* _Consigne_:
D'après le texte sur l'appel du général Pierre de Villiers, quel constat dresse-t-il au sujet de l'armée française ?

* _Texte à lire_:
Il est très rare qu'un haut responsable de
l'armée française prenne publiquement la parole pour tirer le signal d'alarme. Encore moins lorsqu'il s'agit du Général Pierre de Villiers, chef d'état-major des armées. C'est pourtant ce qu'il
choisi de faire dans nos colonnes.
Précision. Le texte que Pierre de Villiers nous a écrit - il convient de le préciser, avant l'attentat de Berlin du mardi
20 décembre - est à la fois un constat et un appel. Le constat : l'armée française est parvenue à la limite de ses forces.
L'appel : il faut absolument lui donner les moyens de faire face aux nouvelles menaces qui se multiplient.
Avec la rupture des années 2015 et 2016, nous avons changé d'époque. C'est « la fin de l'insouciance ». La paix, désormais, ne va plus de soi ; il faut la conquérir
; s'extraire du piège dont les deux mâchoires sont le déni et la désespérance. Toutes les forces de défense et de sécurité, toutes les forces vives de la nation sont au défi d'apporter une
réponse globale ; car gagner la guerre ne suffit pas à gagner la paix. L'instabilité et la complexité de la situation sécuritaire l'exigent. L'impératif de responsabilité le
commande.
La violence érigée en système
D'ores et déjà, nos armées s'opposent, avec une détermination sans faille, au phénomène du terrorisme islamiste radical, qui a érigé la violence en système.

Données:
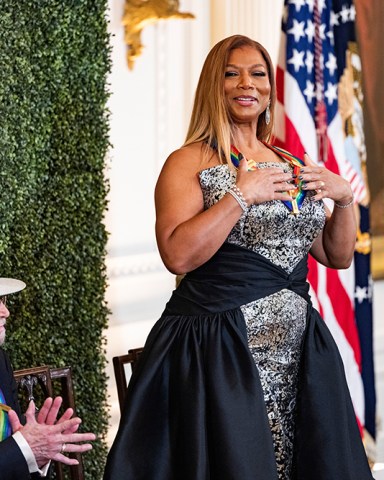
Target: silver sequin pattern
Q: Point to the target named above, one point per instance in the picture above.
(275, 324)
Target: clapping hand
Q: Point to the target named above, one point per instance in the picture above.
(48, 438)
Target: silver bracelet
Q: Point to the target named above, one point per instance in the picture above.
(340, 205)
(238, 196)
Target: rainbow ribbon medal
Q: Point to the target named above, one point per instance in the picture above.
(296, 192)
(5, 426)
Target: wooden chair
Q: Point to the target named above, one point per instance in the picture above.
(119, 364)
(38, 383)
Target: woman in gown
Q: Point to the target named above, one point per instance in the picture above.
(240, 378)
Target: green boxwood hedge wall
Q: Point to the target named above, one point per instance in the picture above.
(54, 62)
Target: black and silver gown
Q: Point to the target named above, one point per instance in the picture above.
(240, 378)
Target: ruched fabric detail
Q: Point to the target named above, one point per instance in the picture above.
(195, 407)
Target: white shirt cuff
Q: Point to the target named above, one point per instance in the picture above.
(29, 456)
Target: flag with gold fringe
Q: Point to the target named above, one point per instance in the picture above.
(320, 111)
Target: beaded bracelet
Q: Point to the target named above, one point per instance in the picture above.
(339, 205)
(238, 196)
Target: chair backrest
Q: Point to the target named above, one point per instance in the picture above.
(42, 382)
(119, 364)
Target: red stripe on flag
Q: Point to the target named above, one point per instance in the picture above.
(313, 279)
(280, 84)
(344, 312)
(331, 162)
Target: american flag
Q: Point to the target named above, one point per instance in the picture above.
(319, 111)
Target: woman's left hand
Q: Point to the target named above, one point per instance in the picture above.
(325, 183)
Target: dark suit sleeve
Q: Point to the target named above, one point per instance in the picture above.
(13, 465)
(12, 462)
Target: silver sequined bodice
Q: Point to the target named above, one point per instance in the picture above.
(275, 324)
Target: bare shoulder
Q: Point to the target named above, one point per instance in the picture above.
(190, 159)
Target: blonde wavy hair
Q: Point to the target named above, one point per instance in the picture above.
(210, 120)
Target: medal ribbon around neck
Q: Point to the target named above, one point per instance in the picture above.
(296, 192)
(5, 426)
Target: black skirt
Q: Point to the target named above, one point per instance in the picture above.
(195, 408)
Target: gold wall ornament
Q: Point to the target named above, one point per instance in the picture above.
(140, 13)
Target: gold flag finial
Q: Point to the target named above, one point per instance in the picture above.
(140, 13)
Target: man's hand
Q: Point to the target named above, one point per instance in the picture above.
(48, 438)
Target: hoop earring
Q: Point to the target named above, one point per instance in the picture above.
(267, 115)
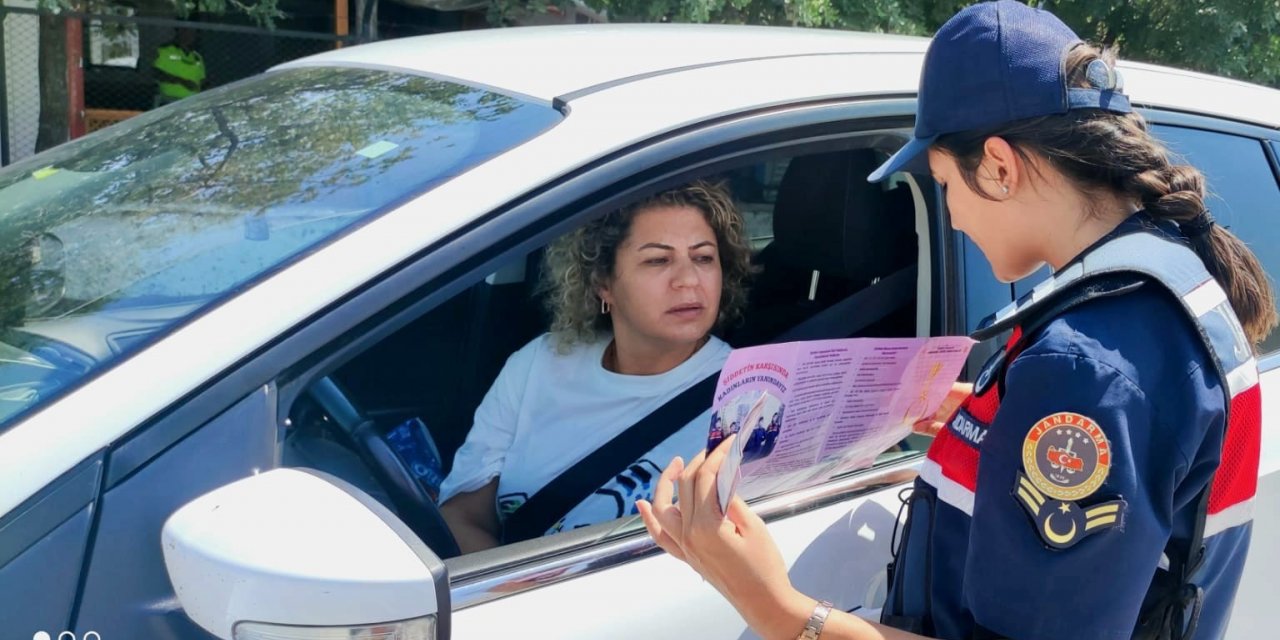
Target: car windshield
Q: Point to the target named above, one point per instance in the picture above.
* * *
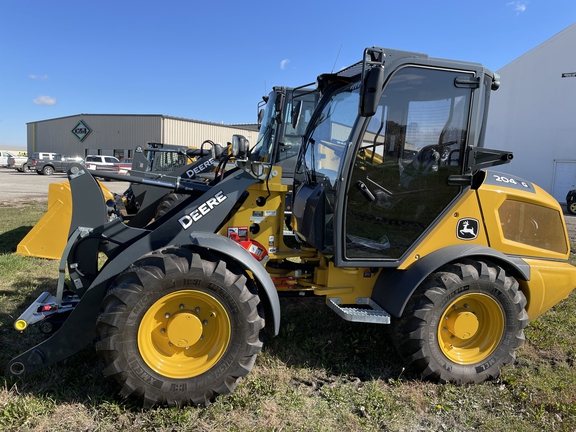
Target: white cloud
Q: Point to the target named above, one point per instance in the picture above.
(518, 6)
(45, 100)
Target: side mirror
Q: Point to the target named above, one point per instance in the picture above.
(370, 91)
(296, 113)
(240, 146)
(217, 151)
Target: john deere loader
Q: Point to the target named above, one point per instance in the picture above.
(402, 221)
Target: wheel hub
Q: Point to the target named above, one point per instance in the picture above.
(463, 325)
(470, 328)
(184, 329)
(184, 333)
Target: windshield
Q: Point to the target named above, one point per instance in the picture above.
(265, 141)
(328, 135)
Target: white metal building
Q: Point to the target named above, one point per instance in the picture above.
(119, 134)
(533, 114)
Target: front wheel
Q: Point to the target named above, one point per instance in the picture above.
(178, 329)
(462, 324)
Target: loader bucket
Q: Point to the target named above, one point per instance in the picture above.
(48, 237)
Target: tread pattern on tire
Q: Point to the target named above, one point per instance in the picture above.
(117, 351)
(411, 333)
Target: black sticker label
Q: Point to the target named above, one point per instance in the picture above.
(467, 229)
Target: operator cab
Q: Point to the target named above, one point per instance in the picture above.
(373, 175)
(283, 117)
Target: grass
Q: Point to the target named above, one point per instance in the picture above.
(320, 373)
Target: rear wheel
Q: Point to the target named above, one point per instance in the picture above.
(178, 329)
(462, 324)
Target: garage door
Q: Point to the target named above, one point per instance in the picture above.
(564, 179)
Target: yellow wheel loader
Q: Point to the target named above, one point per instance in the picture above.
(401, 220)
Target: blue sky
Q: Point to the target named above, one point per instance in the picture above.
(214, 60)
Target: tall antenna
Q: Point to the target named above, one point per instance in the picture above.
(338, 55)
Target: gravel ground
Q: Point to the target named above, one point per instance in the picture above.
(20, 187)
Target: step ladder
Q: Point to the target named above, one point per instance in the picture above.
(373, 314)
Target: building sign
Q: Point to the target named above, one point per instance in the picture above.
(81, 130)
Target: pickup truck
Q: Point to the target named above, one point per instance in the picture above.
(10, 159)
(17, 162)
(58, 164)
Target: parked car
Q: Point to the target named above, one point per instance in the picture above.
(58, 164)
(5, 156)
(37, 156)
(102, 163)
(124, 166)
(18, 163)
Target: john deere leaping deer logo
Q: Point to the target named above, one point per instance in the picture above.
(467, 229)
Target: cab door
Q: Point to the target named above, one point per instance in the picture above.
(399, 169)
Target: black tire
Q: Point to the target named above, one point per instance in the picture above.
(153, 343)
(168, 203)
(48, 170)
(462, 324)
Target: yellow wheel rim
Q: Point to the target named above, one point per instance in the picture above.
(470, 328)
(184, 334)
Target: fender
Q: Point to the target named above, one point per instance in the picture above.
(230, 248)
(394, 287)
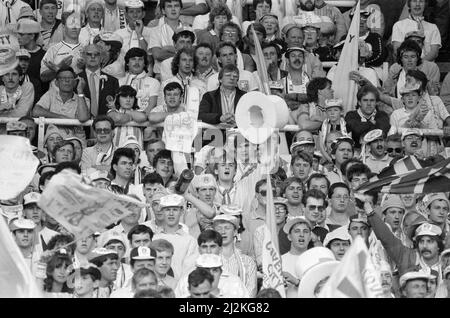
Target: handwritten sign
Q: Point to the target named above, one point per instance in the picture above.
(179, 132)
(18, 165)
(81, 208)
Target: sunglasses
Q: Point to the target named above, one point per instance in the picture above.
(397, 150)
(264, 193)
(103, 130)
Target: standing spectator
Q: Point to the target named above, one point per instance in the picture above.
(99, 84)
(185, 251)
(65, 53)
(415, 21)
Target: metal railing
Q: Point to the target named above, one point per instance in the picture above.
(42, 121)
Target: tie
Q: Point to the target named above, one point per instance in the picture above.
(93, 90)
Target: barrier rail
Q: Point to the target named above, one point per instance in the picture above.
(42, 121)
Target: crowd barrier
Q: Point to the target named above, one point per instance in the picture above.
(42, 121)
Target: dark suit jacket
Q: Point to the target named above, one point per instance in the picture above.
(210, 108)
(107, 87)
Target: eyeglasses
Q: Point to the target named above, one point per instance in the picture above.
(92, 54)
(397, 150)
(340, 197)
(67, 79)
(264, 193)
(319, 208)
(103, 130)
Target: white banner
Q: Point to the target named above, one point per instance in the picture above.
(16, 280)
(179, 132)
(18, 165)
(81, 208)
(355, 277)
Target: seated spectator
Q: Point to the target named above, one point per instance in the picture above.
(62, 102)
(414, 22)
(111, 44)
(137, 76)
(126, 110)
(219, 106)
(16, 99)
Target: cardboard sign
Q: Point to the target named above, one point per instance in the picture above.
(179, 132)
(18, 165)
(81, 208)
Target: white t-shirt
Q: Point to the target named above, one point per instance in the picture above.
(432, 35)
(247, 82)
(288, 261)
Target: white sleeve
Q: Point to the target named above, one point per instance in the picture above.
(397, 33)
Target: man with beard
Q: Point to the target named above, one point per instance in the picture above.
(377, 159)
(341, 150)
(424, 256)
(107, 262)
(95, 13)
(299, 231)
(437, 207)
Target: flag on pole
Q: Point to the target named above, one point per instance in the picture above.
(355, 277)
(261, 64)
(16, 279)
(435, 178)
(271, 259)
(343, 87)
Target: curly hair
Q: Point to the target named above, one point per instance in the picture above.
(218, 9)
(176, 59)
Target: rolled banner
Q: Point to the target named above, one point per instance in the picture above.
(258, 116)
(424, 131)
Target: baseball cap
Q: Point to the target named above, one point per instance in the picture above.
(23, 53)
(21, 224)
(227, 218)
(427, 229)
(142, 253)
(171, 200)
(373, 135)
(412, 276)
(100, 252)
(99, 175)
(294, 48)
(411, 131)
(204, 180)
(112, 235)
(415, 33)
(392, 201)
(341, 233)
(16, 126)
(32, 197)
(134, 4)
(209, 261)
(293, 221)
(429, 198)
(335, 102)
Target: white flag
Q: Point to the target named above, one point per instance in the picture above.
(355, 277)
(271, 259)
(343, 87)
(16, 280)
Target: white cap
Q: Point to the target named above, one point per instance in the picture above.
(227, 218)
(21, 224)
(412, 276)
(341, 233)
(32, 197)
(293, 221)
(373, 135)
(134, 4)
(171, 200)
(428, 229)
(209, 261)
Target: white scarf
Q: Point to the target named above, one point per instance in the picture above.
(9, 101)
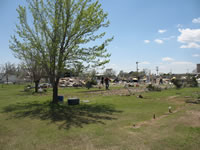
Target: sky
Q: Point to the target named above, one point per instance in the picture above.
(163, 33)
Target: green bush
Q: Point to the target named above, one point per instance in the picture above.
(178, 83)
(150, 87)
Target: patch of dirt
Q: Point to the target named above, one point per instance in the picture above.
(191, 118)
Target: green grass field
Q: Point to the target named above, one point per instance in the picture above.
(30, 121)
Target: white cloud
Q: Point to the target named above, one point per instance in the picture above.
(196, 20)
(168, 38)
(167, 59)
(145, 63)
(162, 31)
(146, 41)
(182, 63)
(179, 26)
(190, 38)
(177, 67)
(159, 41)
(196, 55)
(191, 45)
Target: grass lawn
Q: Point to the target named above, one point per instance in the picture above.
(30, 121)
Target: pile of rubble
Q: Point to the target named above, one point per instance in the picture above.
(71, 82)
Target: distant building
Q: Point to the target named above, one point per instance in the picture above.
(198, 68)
* * *
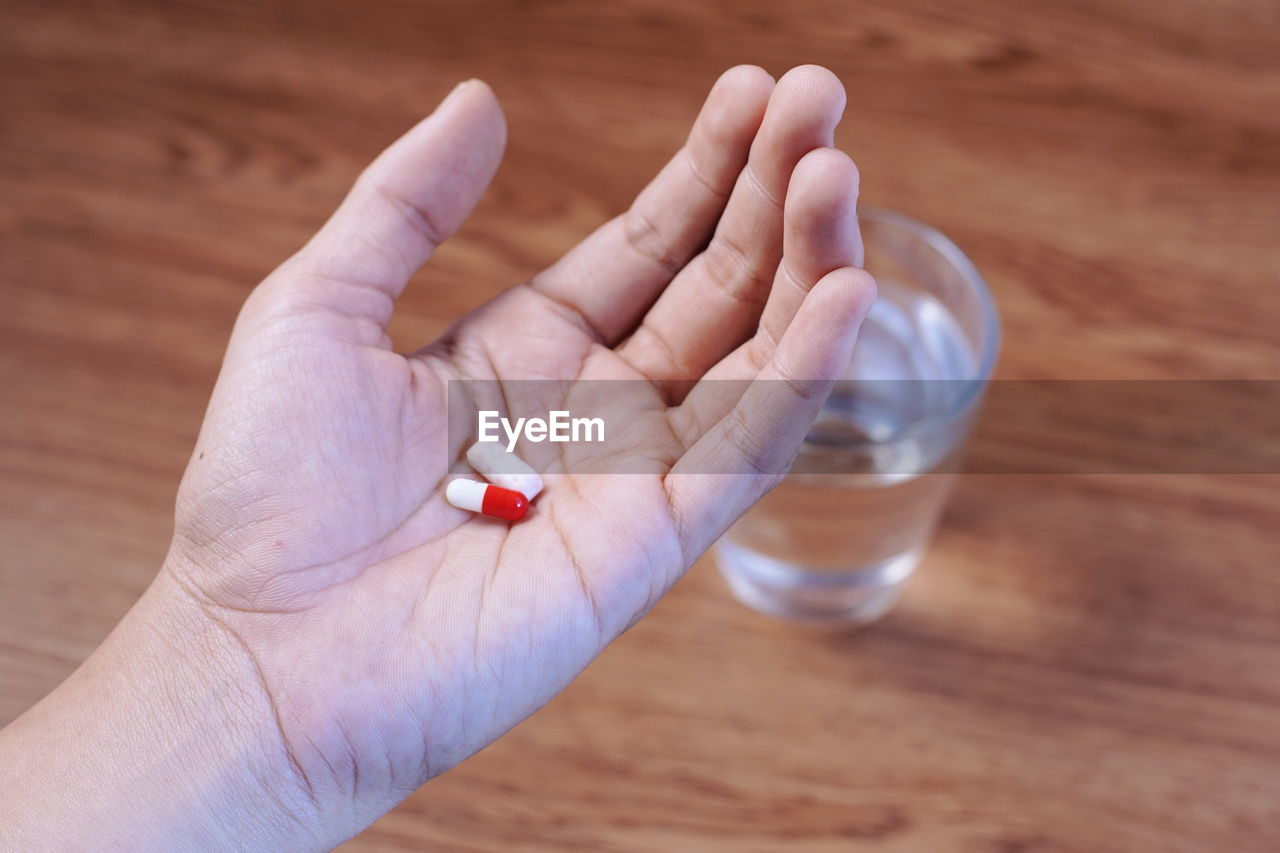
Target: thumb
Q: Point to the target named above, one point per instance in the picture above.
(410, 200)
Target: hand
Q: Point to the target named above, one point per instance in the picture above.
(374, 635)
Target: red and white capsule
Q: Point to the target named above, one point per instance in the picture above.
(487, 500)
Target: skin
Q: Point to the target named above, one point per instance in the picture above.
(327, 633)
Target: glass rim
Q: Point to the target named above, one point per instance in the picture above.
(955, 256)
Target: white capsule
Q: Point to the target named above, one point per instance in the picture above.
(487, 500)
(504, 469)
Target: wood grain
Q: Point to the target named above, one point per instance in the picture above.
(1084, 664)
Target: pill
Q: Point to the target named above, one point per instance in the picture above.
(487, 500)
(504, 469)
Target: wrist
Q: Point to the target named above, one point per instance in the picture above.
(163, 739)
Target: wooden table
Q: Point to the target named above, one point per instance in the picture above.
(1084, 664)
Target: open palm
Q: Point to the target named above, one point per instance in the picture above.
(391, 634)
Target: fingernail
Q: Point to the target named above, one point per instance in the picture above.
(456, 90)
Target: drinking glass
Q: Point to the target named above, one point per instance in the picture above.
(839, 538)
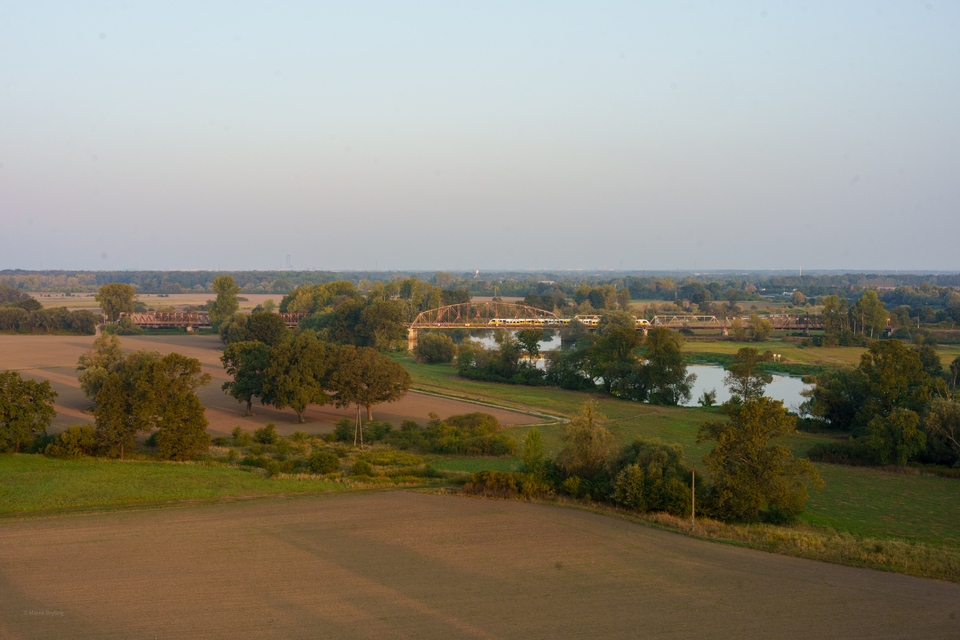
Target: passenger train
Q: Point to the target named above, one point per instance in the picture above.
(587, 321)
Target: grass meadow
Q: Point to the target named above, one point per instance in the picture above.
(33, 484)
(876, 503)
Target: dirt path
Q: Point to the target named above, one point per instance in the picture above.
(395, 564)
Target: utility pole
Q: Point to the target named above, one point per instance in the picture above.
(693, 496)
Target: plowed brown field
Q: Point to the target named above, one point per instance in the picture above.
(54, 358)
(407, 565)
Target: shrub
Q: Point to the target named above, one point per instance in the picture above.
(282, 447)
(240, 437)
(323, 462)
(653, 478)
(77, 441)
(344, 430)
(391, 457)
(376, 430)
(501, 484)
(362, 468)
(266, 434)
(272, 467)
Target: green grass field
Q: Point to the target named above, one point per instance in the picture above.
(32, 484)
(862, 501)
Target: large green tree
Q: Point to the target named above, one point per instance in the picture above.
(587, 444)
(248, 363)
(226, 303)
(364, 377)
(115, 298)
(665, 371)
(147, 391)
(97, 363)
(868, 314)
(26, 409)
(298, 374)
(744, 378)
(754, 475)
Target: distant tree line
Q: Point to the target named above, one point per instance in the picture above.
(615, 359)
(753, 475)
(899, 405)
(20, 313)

* _Résultat_:
L'armée française est parvenue à la limite de ses forces.